--- Begin Data section ---
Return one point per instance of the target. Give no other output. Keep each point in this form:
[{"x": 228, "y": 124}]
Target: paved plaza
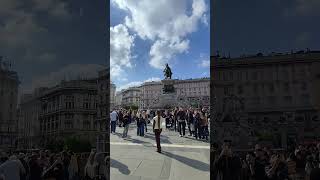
[{"x": 135, "y": 158}]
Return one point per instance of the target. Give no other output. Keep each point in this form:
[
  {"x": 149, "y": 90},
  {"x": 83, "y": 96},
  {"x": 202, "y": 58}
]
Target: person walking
[
  {"x": 175, "y": 112},
  {"x": 157, "y": 129},
  {"x": 89, "y": 169},
  {"x": 113, "y": 119},
  {"x": 197, "y": 125},
  {"x": 143, "y": 122},
  {"x": 204, "y": 125},
  {"x": 126, "y": 123},
  {"x": 138, "y": 122},
  {"x": 120, "y": 117},
  {"x": 181, "y": 115},
  {"x": 189, "y": 121}
]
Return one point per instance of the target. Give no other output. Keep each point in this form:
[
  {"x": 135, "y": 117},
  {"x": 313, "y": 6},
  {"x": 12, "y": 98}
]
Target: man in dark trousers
[
  {"x": 181, "y": 115},
  {"x": 157, "y": 129}
]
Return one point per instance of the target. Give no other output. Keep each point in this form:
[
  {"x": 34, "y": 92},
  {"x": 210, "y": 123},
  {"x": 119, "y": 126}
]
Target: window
[
  {"x": 286, "y": 87},
  {"x": 303, "y": 86},
  {"x": 255, "y": 88},
  {"x": 240, "y": 89},
  {"x": 271, "y": 88},
  {"x": 254, "y": 75},
  {"x": 288, "y": 99}
]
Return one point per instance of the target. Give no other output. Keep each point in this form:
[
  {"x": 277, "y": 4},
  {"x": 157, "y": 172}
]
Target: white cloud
[
  {"x": 69, "y": 72},
  {"x": 205, "y": 63},
  {"x": 163, "y": 51},
  {"x": 166, "y": 22},
  {"x": 121, "y": 43}
]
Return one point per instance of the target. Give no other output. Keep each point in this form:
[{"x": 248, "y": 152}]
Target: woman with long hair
[
  {"x": 89, "y": 171},
  {"x": 100, "y": 166},
  {"x": 157, "y": 129},
  {"x": 143, "y": 122}
]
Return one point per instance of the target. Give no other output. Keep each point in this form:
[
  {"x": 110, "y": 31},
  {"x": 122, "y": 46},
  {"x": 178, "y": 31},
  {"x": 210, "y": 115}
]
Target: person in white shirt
[
  {"x": 157, "y": 129},
  {"x": 113, "y": 119}
]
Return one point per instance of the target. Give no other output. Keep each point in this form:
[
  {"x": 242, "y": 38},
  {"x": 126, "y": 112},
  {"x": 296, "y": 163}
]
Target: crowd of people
--- End Data section ---
## Objective
Restate the whole of the material word for word without the pictures.

## Solved problem
Return one point per instance of the target. Give no other output. Keep each point in this form:
[{"x": 228, "y": 124}]
Target: paved plaza
[{"x": 135, "y": 158}]
Return one point per instance of the target. Give no other output. Keep each point in this form:
[
  {"x": 149, "y": 90},
  {"x": 83, "y": 96},
  {"x": 202, "y": 58}
]
Target: person walking
[
  {"x": 175, "y": 112},
  {"x": 157, "y": 129},
  {"x": 89, "y": 169},
  {"x": 113, "y": 119},
  {"x": 197, "y": 125},
  {"x": 143, "y": 122},
  {"x": 204, "y": 125},
  {"x": 126, "y": 123},
  {"x": 138, "y": 122},
  {"x": 120, "y": 117},
  {"x": 181, "y": 115},
  {"x": 189, "y": 121}
]
Return one point per instance of the target. Give no other output. Keep each point in this form:
[
  {"x": 135, "y": 117},
  {"x": 313, "y": 6},
  {"x": 12, "y": 98}
]
Target: man in dark trousers
[
  {"x": 181, "y": 115},
  {"x": 157, "y": 129}
]
Return one point per instance of the target. Give no other output. Keep each point in this form:
[
  {"x": 34, "y": 92},
  {"x": 210, "y": 123},
  {"x": 119, "y": 126}
]
Target: window
[
  {"x": 286, "y": 87},
  {"x": 303, "y": 86},
  {"x": 255, "y": 88},
  {"x": 240, "y": 89},
  {"x": 271, "y": 88},
  {"x": 254, "y": 75},
  {"x": 288, "y": 99}
]
Return one point per instance of the target. Give no other output. Keep each point in this form:
[
  {"x": 277, "y": 4},
  {"x": 157, "y": 172}
]
Target: white cloud
[
  {"x": 69, "y": 72},
  {"x": 205, "y": 63},
  {"x": 163, "y": 51},
  {"x": 166, "y": 22},
  {"x": 121, "y": 43}
]
Return one point per instance of the target. Give no other output. Keep each point in this form:
[{"x": 248, "y": 152}]
Target: woman with long hair
[
  {"x": 89, "y": 171},
  {"x": 100, "y": 166},
  {"x": 157, "y": 129},
  {"x": 143, "y": 122}
]
Return one point per instance of the target. Give no other output. Keep each point in this form:
[
  {"x": 110, "y": 31},
  {"x": 122, "y": 46},
  {"x": 178, "y": 31},
  {"x": 210, "y": 115}
]
Target: person in white shirt
[
  {"x": 157, "y": 129},
  {"x": 113, "y": 119}
]
Return one point per instance of the target. Give no other output. Keep each point in this form:
[
  {"x": 242, "y": 38},
  {"x": 126, "y": 112},
  {"x": 296, "y": 163}
]
Target: crowd of people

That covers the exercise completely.